> **Page text**
● ● ● ●
Trying to implement the logic for Zero-downtime
reindexing as advised on: https://docs.jboss.org/hibernate/search/6.2/reference/en-US/html_single/#backend-elasticsearch-indexlayout-strategy-simple.
Dependency details:
Below is the pseudo code that we have implemented. Everything executes functionally.
However need some suggestions in implementing on how to initiate MassIndexer
(method processIndex
). The approach we have opted is executing MassIndexer
one per each entity.
Tried to use massindexer as a class level variable field but it fails the application start.
Thanks in advance!!
Here is the pseudo code for MassIndexServiceImpl.java
:
import MassIndexService;
import org.apache.commons.****;
import org.apache.http.HttpHost;
import org.elasticsearch.client.RestClient;
import org.hibernate.search.backend.elasticsearch.***;
import org.hibernate.search.mapper.orm.***;
import org.hibernate.search.mapper.pojo.massindexing.***;
import org.slf4j.*;
import org.springframework.****;
import java.*****;
import co.elastic.clients.elasticsearch.ElasticsearchClient;
import co.elastic.clients.elasticsearch.indices.IndexState;
import co.elastic.clients.json.jackson.JacksonJsonpMapper;
import co.elastic.clients.transport.ElasticsearchTransport;
import co.elastic.clients.transport.rest_client.RestClientTransport;
import jakarta.persistence.EntityManager;
@Service
@Transactional
public class MassIndexServiceImpl implements MassIndexService {
private final Logger log = LoggerFactory.getLogger(MassIndexServiceImpl.class);
private final EntityManager entityManager;
private final MassIndexingMonitor monitor;
private final ElasticsearchClient client;
private final SearchSession searchSession;
public MassIndexServiceImpl(EntityManager entityManager) {
this.entityManager = entityManager;
// Create the low-level client
RestClient restClient = RestClient.builder(new HttpHost("localhost", 9200)).build();
// Create the transport with a Jackson mapper
ElasticsearchTransport transport = new RestClientTransport(restClient, new JacksonJsonpMapper());
// And create the API client
client = new ElasticsearchClient(transport);
monitor = new PojoMassIndexingLoggingMonitor(1000);
searchSession = Search.session(entityManager);
}
/**
* Zero-Downtime Implementation Method for MassIndexing All Entities in the running instance
*
* @param
* @return void.
● ● ● ●
> **Given entries**

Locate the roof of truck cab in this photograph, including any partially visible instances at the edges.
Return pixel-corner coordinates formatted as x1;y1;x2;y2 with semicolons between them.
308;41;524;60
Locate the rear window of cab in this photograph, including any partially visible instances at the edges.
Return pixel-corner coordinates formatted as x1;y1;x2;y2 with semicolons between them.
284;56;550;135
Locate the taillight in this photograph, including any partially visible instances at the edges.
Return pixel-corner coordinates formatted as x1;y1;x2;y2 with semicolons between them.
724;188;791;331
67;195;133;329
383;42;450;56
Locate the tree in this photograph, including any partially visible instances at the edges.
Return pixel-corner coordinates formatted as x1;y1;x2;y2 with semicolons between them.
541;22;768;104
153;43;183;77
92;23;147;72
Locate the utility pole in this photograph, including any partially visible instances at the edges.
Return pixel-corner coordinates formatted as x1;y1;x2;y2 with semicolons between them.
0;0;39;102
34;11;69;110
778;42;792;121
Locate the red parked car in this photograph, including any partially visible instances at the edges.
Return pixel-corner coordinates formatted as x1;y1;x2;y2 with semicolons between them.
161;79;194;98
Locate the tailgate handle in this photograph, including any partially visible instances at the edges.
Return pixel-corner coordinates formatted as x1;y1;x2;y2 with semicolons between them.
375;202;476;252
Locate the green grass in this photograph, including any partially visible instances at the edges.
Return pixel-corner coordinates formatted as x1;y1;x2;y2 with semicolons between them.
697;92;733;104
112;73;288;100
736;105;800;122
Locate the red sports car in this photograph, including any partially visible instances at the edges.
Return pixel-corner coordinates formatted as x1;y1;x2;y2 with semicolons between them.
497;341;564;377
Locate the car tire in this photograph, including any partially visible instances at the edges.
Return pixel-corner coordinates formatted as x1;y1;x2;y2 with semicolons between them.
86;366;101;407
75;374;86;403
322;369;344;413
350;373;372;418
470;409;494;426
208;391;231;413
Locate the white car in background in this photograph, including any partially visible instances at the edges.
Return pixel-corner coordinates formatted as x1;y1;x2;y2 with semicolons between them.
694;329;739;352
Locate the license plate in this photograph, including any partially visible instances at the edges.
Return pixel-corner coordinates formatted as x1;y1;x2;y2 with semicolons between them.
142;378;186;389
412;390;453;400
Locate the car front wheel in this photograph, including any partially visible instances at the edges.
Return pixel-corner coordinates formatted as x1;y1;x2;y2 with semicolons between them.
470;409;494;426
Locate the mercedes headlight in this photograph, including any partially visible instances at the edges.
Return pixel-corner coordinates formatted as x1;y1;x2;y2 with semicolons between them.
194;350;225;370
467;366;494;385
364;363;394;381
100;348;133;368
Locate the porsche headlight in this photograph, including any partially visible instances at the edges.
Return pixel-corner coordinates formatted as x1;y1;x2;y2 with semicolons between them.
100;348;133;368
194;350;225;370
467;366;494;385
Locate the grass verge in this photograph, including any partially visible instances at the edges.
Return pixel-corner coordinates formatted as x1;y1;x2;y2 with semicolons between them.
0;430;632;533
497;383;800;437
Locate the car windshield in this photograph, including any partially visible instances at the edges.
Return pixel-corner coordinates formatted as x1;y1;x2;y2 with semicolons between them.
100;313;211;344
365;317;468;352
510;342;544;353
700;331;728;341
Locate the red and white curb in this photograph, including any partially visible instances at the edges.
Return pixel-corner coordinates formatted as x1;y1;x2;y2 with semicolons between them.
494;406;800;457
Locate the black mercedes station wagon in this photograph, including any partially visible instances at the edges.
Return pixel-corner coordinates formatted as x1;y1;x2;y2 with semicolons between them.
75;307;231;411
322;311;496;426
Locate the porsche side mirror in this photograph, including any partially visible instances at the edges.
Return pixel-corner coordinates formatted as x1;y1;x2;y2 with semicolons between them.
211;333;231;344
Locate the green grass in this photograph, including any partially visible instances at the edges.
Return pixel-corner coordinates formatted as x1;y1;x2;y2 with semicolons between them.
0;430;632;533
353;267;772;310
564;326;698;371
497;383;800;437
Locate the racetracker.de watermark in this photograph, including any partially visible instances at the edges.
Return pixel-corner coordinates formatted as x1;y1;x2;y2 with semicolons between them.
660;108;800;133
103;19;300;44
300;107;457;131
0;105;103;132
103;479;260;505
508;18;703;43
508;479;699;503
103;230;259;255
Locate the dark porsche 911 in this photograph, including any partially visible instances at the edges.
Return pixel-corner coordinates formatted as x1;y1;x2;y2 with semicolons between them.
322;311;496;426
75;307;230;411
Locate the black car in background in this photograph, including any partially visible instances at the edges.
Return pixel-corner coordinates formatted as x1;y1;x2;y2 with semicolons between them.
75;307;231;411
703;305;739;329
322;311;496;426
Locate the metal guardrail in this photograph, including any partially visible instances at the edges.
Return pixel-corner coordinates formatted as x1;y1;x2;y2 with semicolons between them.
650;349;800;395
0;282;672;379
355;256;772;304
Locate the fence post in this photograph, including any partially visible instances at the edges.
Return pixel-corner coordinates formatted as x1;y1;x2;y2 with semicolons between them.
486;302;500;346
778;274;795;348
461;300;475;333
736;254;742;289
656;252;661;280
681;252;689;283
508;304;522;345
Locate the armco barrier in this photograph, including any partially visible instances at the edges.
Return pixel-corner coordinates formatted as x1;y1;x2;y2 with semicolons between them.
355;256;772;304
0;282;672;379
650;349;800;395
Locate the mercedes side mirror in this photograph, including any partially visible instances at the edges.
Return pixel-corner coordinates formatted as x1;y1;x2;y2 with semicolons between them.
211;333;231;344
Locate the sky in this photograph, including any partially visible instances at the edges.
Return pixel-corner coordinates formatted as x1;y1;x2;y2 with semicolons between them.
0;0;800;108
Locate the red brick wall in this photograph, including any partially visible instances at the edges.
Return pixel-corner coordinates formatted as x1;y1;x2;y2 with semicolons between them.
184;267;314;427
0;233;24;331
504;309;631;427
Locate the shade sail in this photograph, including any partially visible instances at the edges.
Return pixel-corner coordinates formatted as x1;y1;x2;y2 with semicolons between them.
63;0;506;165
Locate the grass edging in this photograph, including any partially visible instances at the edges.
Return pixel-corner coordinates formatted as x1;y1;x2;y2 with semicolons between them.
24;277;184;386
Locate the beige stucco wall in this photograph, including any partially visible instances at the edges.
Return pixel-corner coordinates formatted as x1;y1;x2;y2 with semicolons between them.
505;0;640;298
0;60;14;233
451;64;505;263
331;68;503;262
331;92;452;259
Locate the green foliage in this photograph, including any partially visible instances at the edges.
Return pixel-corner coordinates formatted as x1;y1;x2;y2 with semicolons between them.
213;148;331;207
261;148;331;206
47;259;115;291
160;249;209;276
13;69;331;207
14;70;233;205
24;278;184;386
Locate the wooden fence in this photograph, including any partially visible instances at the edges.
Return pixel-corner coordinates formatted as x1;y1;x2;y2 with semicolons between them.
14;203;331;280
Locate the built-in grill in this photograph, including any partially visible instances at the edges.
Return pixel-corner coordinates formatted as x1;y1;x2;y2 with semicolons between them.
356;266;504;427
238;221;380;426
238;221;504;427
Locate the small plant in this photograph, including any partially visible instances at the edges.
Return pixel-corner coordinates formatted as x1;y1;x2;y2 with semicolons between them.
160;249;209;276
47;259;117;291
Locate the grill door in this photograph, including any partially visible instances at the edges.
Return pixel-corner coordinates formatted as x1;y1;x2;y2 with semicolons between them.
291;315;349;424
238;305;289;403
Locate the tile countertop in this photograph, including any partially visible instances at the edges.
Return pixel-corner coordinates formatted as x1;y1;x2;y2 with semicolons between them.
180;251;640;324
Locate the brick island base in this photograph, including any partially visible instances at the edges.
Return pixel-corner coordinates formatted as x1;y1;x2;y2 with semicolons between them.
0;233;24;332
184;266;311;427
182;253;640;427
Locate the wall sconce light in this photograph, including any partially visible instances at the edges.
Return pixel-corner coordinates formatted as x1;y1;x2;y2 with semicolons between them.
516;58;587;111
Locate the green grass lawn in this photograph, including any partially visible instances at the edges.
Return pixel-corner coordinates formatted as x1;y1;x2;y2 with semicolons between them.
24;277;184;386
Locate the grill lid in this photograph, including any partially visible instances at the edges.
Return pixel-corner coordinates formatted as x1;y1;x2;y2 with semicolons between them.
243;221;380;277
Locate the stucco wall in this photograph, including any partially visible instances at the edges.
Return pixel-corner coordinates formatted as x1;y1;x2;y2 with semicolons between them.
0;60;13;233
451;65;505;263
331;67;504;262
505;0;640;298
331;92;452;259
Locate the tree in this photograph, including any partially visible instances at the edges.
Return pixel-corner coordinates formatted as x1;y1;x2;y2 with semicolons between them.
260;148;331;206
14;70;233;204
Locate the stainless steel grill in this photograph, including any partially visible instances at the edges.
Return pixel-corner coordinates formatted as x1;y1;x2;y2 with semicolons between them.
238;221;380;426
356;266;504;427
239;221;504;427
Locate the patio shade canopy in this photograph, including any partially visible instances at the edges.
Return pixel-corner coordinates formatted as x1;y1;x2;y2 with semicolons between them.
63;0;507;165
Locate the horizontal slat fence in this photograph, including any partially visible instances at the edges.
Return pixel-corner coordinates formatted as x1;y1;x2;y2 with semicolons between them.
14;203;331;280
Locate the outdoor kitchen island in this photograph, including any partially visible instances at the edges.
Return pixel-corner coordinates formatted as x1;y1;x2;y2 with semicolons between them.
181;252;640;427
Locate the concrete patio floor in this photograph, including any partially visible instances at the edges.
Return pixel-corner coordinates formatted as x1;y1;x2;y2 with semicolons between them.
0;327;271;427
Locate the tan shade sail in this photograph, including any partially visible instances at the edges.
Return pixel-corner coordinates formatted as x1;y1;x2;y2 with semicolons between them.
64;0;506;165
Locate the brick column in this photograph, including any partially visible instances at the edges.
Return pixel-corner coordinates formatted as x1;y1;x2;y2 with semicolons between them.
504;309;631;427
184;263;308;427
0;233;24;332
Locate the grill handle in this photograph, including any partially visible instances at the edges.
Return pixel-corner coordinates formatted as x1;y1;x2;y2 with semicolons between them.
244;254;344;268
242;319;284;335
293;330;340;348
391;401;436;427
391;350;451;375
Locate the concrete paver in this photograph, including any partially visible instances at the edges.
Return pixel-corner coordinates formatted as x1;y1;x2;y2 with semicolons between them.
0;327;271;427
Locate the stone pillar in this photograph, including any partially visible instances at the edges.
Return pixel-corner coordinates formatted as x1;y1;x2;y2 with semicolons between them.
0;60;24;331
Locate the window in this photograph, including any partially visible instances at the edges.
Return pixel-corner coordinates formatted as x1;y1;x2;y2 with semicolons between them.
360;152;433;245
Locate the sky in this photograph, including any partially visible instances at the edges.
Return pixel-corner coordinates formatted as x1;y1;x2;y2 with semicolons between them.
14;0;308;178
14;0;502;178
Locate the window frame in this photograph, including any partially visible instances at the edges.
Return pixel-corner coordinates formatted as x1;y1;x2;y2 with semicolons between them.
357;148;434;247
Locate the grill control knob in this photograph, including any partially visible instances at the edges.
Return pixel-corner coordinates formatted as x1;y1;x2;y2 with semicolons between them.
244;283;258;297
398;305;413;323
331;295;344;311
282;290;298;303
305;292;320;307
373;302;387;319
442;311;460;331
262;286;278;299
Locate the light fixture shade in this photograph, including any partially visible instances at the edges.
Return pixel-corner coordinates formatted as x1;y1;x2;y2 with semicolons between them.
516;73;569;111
● ● ● ●
> **Requirements**
[A] Translate this sentence from the zero-downtime reindexing post into Spanish: "Tried to use massindexer as a class level variable field but it fails the application start."
[B] In the zero-downtime reindexing post, what host and port does the code pass to the low-level RestClient builder?
[C] Write the next part of the zero-downtime reindexing post, picking up after its final line.
The material comes from a separate source unrelated to the reindexing post.

> **Expected outputs**
[A] Se intentó usar massindexer como un campo de variable a nivel de clase, pero hace que falle el arranque de la aplicación.

[B] localhost, port 9200

[C]
*/
@Async
@Override
public void reindexAliases() {
StopWatch stopWatch = new StopWatch();
stopWatch.start();
SearchMapping mapping = Search.mapping(entityManager.getEntityManagerFactory());
AtomicInteger successful = new AtomicInteger();
AtomicInteger failures = new AtomicInteger();
mapping
.allIndexedEntities()
.stream()
.forEach(entity -> {
processIndex(successful, failures, entity);
});
stopWatch.stop();
log.error(
"Parallel reIndexing complete - in {} with {} successful and {} failed indexes of the Total: {}",
stopWatch.formatTime(),
successful.get(),
failures.get(),
mapping.allIndexedEntities().size()
);
}
/**
* Zero-Downtime Implementation Method for MassIndexing Selected few Entities in the running instance
*
* @param types
* @return void.
*/
@Async
@Override
public void reindexAliasList(List<String> types) {
StopWatch stopWatch = new StopWatch();
stopWatch.start();
SearchMapping mapping = Search.mapping(entityManager.getEntityManagerFactory());
AtomicInteger successful = new AtomicInteger();
AtomicInteger failures = new AtomicInteger();
mapping
.allIndexedEntities()
.stream()
.filter(sEntity -> types.stream().anyMatch(e -> e.equals(sEntity.jpaName())))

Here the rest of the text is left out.